─── MATERIAL PROVIDED ───

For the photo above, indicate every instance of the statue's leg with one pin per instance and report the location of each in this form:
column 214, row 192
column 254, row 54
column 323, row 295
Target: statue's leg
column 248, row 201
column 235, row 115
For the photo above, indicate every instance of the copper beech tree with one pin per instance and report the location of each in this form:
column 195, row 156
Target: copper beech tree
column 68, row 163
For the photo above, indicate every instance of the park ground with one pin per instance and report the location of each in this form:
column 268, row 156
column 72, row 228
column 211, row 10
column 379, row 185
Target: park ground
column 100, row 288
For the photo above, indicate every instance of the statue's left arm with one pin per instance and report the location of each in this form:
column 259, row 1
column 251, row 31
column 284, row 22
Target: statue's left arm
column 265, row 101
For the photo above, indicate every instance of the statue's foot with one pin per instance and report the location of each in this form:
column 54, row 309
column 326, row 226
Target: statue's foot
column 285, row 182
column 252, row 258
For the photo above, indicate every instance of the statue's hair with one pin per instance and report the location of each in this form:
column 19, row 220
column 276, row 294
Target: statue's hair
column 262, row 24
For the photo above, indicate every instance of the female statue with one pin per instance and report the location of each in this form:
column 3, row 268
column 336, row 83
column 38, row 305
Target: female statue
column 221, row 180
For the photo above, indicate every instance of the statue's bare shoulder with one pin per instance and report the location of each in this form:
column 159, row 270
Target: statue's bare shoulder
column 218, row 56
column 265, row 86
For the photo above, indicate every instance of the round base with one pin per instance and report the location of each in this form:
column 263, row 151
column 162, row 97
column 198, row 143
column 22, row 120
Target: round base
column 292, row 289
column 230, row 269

───
─── MATERIAL PROVIDED ───

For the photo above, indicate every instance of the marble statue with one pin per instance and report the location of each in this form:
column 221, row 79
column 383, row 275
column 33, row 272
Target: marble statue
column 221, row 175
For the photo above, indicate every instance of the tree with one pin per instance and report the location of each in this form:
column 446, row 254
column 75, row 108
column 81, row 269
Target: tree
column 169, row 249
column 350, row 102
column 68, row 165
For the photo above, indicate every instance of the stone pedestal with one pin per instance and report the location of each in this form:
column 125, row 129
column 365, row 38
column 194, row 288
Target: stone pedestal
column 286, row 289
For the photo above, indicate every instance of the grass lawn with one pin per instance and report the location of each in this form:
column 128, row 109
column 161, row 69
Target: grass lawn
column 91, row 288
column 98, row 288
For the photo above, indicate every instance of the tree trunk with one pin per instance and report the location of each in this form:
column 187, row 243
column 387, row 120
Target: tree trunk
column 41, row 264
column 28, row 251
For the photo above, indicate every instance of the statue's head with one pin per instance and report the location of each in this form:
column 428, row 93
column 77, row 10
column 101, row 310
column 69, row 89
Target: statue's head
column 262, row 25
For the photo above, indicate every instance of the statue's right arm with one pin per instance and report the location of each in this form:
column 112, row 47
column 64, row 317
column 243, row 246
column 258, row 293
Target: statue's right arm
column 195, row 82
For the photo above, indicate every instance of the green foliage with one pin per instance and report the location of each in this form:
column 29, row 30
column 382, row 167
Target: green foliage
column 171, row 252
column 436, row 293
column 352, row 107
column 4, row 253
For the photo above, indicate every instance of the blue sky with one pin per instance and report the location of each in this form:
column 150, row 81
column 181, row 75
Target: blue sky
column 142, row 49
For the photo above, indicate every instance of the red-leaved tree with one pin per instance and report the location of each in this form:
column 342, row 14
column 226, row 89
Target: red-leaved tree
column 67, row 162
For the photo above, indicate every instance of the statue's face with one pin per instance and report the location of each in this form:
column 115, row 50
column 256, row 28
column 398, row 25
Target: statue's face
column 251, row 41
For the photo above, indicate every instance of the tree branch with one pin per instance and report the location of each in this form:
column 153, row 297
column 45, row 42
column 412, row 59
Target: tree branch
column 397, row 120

───

EXERCISE AIM — All lines above between those holding "For the photo above, indicate every instance of the statue's leg" and "column 326, row 226", inclusive, must be set down unchanged, and no other line may be included.

ANSWER SECTION —
For the photo above, indicate every instance of the statue's leg with one pin per instance and report the location of each in this form:
column 214, row 192
column 254, row 54
column 323, row 295
Target: statue's leg
column 248, row 201
column 235, row 115
For the photo above, indicate every instance of the copper beech tree with one pin per instance and report the location of each in this form:
column 195, row 156
Target: copper beech tree
column 68, row 163
For the photo above, indicate every instance of the park ground with one pin per instance and report the location of each in this form:
column 268, row 156
column 72, row 228
column 211, row 10
column 379, row 185
Target: park ground
column 100, row 288
For the photo above, indicate every instance of the statue's left arm with one pin per instance and report the location of each in this form:
column 259, row 1
column 251, row 31
column 284, row 22
Target: statue's left arm
column 265, row 101
For the photo above, indicate every instance of the statue's foot with one pin per instance and report the location of each in this form:
column 54, row 309
column 326, row 226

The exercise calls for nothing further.